--- WHAT TO PRODUCE ---
Give the rows below as a JSON list of strings, one string per line, with blank lines left out and the pictures omitted.

AVAILABLE DATA start

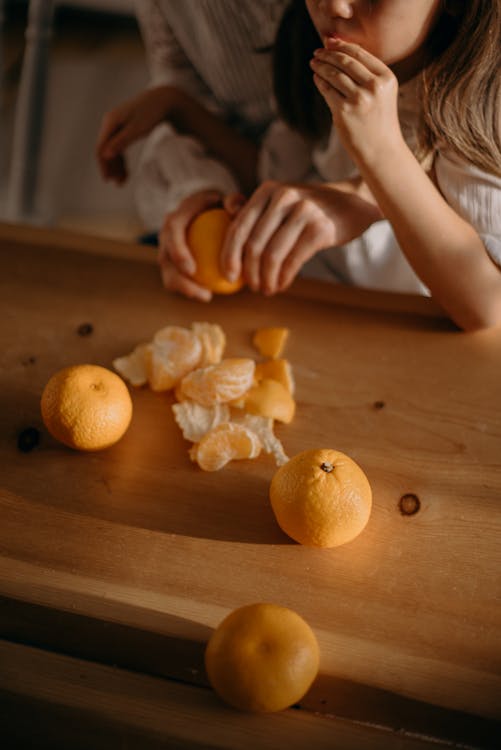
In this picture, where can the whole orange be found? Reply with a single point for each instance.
(205, 239)
(86, 407)
(262, 657)
(321, 498)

AVAILABLE DATA end

--- FINAL ANSWER ---
[
  "In this picture, where can the whole orange be found? Reply with a single point for each instance.",
  "(205, 239)",
  "(86, 407)",
  "(262, 657)",
  "(321, 498)"
]